Entries shown -
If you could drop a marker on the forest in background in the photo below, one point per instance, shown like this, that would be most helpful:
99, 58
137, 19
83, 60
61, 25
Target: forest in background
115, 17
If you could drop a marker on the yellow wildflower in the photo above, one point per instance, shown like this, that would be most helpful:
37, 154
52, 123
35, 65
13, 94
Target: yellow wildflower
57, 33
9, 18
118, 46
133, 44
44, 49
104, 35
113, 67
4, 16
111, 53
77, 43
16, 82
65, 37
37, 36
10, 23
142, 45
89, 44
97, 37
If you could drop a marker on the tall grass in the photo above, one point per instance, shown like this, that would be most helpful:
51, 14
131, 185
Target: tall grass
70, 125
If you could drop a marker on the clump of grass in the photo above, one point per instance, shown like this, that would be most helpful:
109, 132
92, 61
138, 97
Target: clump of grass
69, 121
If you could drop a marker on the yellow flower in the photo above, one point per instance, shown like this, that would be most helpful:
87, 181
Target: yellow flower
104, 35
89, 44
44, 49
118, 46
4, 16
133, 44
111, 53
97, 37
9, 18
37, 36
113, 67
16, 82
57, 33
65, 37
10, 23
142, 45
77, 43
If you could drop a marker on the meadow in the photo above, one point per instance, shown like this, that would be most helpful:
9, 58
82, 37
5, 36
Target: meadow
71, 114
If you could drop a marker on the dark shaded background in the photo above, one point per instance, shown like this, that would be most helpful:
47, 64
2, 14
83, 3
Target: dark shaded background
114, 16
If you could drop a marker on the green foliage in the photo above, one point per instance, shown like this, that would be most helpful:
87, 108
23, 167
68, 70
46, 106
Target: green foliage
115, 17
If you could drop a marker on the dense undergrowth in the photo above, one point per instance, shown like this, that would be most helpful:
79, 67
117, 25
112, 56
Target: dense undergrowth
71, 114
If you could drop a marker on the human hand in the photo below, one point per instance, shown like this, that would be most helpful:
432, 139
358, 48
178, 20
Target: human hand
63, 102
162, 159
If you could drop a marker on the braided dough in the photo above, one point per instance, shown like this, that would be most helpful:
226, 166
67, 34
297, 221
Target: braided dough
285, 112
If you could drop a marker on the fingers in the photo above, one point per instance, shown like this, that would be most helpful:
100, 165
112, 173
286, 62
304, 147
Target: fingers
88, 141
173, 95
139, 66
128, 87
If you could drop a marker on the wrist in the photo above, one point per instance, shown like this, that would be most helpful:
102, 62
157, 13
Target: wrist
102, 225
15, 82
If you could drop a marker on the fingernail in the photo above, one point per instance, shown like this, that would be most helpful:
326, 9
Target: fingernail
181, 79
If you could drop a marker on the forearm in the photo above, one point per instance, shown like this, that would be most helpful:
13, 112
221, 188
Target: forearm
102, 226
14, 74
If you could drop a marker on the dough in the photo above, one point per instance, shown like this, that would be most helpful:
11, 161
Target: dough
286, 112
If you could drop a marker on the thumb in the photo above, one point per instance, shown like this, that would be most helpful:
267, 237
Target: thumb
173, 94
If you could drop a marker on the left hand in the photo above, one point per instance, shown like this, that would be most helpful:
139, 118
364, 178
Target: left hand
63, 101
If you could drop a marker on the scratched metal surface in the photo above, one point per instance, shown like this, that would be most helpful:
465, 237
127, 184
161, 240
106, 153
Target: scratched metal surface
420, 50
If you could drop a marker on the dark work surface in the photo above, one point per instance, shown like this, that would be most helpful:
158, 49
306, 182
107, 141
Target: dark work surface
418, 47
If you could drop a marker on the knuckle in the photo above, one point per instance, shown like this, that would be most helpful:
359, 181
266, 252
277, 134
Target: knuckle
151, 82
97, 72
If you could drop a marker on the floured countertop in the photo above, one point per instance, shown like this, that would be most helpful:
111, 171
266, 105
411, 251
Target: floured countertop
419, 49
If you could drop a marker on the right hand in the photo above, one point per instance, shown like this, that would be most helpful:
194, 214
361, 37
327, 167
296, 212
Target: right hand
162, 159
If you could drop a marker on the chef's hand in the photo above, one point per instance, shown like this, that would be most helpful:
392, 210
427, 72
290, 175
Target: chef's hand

Given request - Produce an exact copy of the whole listing.

Full output -
If you could drop a marker on the forest in background in the photo below, one point per instance, shown like this, that would be most helpful:
99, 58
137, 19
83, 60
61, 25
Target: forest in background
115, 17
If you could drop a marker on the yellow wildflower in the photo above, one point per instance, shown like this, that would be most helpful:
37, 154
52, 123
35, 65
13, 94
Target: yellow wildflower
57, 33
9, 18
118, 46
133, 44
44, 49
104, 35
113, 67
4, 16
111, 53
77, 43
16, 82
65, 37
37, 36
10, 23
142, 45
89, 44
97, 37
If you could drop a marker on the tall grass in the photo above, one point per instance, shown like this, that would be most helpful:
51, 14
131, 185
Target: tall grass
70, 125
If you could drop a marker on the clump of grass in the photo above, one point per instance, shown like this, that would be most helpful:
109, 132
92, 61
138, 97
Target: clump of grass
69, 121
If you could drop a marker on the yellow flower in the photo above, one point per instance, shown like this, that would be most helpful:
87, 181
Target: yellow flower
104, 35
89, 44
44, 49
118, 46
4, 16
133, 44
111, 53
97, 37
9, 18
37, 36
113, 67
16, 82
57, 33
65, 37
10, 23
142, 45
77, 43
If you could drop a marker on the meadow in the photo above, one point per instance, shown like this, that would be most helpful:
9, 58
82, 37
5, 36
Target: meadow
71, 114
If you could drop a marker on the dark shaded background in the photo above, one point per instance, shown like this, that would be most helpful:
47, 64
2, 14
83, 3
Target: dark shaded background
114, 16
If you could drop a marker on the green foliage in the photo above, one point per instance, shown like this, that would be most helpful:
87, 108
23, 167
68, 70
46, 106
Target: green foliage
115, 17
If you could drop a marker on the dense undergrowth in the photo above, one point per instance, shown like this, that would be most helpful:
79, 67
117, 25
112, 56
Target: dense undergrowth
71, 114
If you could drop a marker on the human hand in the photo below, one point per instance, shown like this, that would be most helpful:
432, 139
358, 48
178, 20
Target: human hand
63, 102
162, 159
If you could drop a marker on the braided dough in the photo above, one point per instance, shown like this, that would be most helpful:
226, 166
67, 34
297, 221
Target: braided dough
285, 112
If you could drop a marker on the fingers in the photo above, one point per instance, shown like this, that would be most helpful:
100, 165
112, 173
286, 62
304, 147
Target: fingers
88, 141
173, 95
139, 66
128, 87
If you could drop a marker on the wrist in the photo above, one point per instance, shown like this, that would be most helpful:
102, 62
157, 13
Target: wrist
102, 225
15, 82
If you could drop a marker on the fingernail in the photo above, one point per instance, shown like this, that would be most helpful:
326, 9
Target: fingernail
181, 79
If you could drop a marker on the forearm in the photo above, one point per instance, shown like this, that would be most helpful:
13, 112
221, 188
Target: forearm
102, 226
14, 74
If you could drop a marker on the dough in the photo above, one point per instance, shown like this, that would be most helpful:
11, 161
Target: dough
286, 112
If you could drop a marker on the thumb in the photo above, one point per instance, shown like this, that would be most helpful:
267, 237
Target: thumb
173, 94
If you could drop a marker on the left hand in the photo above, one point per instance, shown like this, that would be most helpful:
139, 118
364, 178
Target: left hand
63, 101
If you could drop a marker on the scratched metal surface in the photo above, one point per instance, shown like this, that would be most helpful:
465, 237
127, 184
161, 240
106, 153
Target: scratched metal surface
420, 50
If you could drop a marker on the dark work surface in the photo above, one point per instance, shown like this, that would be most helpful:
158, 49
306, 182
107, 141
Target: dark work surface
418, 47
If you could drop a marker on the knuckle in the photo above, one point per instance, shown like this, that would be most helpful:
359, 181
266, 252
277, 134
Target: knuckle
151, 82
97, 72
If you could drop a marker on the floured countertop in the photo above, one point per instance, shown like this, that would be most helpful:
111, 171
266, 105
411, 251
Target: floured countertop
419, 49
If you could drop a marker on the right hand in the photo above, one point per instance, shown like this, that would be most helpful:
194, 214
361, 37
327, 167
296, 212
Target: right hand
162, 159
If you could drop a marker on the chef's hand in the photo above, one point per instance, shown like this, that would be most helpful:
392, 210
427, 72
290, 175
Target: chef's hand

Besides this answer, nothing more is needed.